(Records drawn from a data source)
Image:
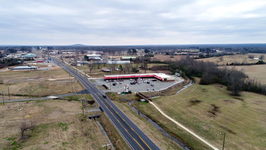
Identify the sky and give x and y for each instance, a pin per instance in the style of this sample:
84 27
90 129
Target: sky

TASK PROMPT: Reproduce every line of the records above verbatim, omitting the pictures from your answer.

RESPONSE TO THE TASK:
Image:
Identify the sky and give x and y for each instance, a pin per instance in the style of this sample:
84 27
90 129
Target: sky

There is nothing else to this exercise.